[WHAT IS NEEDED]
Every line below between the line holding "Target: distant mountain ridge" and the line holding "One point goes on each instance of the palm-like", inclusive, should be repeated exactly, and all other lines omitted.

[DATA PROVIDED]
|---|

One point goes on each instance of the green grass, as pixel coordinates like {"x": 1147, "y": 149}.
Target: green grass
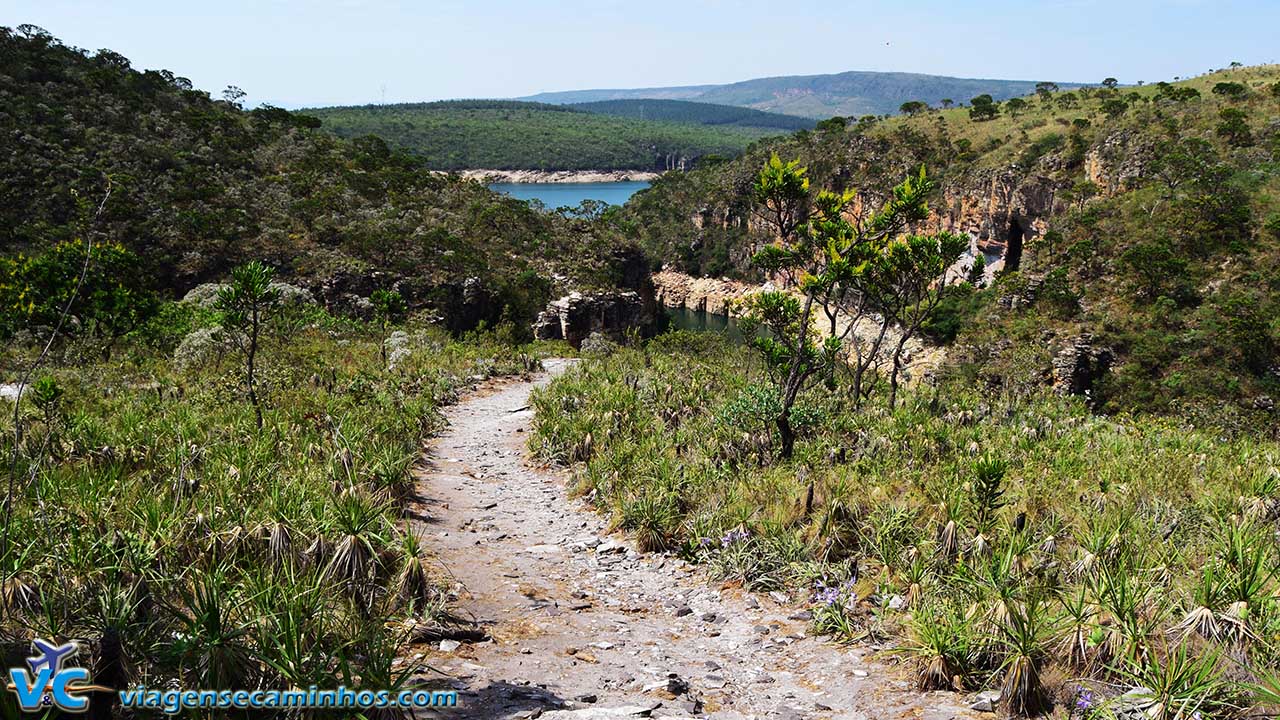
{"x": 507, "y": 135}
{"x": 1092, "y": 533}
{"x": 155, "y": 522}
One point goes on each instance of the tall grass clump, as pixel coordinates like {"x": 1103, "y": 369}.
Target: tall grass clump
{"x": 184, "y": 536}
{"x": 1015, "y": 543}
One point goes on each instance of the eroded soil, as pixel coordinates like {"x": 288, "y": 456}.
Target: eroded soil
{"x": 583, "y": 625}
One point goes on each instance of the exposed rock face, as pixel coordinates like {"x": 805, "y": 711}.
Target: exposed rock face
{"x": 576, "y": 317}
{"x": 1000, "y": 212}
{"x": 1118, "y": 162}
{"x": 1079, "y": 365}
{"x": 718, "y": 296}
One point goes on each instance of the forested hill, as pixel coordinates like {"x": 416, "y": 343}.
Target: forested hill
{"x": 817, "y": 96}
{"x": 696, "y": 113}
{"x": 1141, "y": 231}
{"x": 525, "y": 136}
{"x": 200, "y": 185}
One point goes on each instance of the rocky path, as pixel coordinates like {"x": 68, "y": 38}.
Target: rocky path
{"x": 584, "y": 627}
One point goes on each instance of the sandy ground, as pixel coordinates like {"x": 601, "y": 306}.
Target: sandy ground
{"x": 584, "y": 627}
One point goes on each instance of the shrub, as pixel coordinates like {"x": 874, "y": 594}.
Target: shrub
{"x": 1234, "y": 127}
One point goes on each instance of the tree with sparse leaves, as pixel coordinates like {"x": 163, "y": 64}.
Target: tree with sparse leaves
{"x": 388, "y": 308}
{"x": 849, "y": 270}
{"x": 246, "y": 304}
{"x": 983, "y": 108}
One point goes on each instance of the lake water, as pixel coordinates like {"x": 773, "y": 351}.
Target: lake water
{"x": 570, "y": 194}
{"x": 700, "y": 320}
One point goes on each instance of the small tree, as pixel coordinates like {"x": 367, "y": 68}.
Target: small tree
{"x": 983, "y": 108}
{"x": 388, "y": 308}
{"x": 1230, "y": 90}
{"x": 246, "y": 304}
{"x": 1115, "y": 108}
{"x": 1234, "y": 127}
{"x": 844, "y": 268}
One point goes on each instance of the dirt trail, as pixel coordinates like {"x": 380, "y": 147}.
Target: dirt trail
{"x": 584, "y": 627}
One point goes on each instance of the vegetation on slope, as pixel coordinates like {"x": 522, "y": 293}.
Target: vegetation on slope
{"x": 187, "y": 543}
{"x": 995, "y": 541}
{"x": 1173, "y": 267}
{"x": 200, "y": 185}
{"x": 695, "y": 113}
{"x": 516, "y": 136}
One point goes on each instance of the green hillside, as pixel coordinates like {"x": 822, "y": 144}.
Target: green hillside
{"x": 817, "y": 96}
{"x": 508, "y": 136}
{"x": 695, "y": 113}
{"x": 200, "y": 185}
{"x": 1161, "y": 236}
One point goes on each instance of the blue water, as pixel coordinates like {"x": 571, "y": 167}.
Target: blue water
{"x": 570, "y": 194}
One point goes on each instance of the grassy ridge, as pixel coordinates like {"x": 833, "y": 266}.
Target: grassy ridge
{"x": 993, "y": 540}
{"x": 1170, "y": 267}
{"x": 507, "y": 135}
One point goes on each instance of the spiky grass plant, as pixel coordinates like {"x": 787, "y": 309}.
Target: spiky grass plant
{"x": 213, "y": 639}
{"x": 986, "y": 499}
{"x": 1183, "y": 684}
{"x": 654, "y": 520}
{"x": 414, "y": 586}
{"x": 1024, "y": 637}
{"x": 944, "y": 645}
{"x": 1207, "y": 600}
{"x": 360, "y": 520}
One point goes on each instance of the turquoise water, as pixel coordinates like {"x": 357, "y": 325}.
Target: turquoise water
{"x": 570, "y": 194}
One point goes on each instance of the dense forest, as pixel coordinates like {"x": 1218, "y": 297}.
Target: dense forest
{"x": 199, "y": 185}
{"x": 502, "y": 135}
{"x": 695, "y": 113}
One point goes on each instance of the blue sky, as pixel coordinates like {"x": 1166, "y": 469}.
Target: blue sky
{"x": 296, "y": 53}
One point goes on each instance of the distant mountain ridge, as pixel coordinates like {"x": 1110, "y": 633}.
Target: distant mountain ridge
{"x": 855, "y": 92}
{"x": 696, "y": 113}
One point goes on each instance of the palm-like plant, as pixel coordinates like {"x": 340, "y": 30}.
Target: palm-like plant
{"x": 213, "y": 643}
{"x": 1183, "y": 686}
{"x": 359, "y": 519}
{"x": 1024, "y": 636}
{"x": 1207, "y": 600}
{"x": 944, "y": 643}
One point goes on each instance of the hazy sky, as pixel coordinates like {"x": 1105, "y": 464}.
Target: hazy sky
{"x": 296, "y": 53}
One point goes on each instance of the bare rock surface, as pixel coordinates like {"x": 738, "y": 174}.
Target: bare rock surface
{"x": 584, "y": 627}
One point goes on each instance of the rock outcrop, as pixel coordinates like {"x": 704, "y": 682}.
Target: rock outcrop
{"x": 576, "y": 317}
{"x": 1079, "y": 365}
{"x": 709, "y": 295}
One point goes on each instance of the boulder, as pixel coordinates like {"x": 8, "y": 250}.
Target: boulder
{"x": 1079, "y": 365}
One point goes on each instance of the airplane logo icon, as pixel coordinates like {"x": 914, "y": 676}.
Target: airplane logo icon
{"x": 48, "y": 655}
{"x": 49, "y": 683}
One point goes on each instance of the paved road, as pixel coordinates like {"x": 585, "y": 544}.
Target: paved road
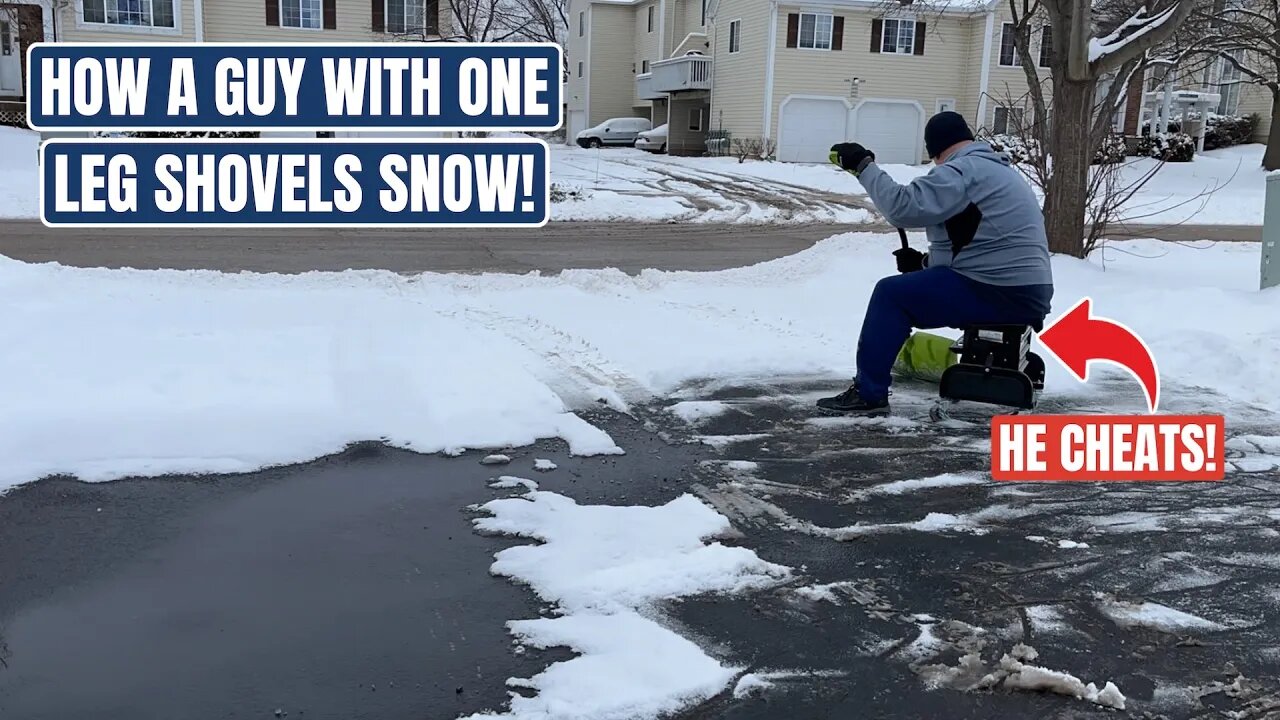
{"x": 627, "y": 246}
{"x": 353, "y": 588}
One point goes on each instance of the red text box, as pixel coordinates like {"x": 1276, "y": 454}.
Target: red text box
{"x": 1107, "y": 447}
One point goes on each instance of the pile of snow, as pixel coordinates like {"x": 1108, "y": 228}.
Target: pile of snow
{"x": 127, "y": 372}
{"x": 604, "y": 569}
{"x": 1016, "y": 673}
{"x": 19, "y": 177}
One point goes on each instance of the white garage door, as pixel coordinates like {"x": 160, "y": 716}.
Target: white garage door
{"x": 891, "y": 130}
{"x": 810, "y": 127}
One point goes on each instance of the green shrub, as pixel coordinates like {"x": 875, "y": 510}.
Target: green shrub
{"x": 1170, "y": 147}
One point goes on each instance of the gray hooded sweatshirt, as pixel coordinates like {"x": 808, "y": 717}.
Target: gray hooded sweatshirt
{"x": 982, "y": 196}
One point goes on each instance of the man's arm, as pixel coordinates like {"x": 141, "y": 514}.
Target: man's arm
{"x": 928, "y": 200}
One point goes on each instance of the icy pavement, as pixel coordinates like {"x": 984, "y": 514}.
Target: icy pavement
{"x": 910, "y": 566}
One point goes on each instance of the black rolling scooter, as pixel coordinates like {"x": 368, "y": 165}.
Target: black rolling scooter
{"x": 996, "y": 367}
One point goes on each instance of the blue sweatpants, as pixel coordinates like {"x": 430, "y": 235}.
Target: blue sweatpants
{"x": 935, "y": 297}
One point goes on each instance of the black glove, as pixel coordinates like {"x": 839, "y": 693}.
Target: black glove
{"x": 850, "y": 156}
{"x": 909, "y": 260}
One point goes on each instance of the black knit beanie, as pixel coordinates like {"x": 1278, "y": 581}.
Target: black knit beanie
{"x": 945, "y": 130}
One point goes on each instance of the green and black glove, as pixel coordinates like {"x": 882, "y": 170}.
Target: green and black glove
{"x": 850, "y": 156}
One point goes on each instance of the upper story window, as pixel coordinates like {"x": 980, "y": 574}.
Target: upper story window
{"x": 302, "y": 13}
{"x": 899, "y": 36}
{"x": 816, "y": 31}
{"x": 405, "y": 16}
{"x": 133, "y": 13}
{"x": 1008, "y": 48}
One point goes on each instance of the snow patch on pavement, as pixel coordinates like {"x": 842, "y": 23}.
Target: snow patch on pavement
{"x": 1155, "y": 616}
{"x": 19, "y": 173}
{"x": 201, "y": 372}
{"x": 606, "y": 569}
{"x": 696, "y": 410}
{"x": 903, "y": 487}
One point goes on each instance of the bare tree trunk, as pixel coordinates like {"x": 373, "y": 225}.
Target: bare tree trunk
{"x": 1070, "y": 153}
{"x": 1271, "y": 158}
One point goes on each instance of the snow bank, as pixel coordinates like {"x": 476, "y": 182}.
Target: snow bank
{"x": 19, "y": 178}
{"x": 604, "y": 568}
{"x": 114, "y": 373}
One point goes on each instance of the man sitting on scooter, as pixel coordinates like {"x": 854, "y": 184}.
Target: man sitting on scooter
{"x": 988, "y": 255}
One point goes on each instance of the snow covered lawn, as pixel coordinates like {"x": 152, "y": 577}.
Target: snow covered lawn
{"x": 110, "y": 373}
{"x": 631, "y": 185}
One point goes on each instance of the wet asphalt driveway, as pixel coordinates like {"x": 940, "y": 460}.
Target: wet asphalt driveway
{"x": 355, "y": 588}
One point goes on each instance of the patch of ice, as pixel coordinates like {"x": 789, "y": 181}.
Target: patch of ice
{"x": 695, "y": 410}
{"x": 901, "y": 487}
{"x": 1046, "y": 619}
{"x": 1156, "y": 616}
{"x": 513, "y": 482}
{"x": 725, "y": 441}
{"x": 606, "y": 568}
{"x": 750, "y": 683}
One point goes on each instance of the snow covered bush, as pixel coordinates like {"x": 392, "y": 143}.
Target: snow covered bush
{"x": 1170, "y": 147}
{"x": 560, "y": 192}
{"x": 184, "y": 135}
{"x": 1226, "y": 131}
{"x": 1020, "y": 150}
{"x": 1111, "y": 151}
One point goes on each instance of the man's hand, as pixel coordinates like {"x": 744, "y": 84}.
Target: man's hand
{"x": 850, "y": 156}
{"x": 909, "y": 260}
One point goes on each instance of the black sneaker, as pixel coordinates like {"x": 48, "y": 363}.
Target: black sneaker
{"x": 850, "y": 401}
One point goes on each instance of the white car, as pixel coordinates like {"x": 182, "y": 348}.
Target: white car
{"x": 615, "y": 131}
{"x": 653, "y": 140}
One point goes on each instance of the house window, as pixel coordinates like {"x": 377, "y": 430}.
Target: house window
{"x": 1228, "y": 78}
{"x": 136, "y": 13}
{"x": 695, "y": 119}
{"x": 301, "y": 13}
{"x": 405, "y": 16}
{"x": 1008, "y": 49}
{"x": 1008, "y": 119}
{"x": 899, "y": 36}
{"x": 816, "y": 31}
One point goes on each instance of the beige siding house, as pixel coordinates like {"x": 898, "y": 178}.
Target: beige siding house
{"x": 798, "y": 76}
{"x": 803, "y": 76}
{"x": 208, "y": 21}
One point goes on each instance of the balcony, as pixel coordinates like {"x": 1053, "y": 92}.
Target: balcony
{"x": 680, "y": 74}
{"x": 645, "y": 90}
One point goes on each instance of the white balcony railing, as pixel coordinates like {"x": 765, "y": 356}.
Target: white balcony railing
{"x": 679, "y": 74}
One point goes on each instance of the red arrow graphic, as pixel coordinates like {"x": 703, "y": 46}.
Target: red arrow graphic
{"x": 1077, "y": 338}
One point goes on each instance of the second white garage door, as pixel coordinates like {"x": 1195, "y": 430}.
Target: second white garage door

|---|

[OUTPUT]
Target: distant mountain ridge
{"x": 855, "y": 92}
{"x": 696, "y": 113}
One point goes on each instance of the palm-like plant, as pixel coordinates like {"x": 340, "y": 30}.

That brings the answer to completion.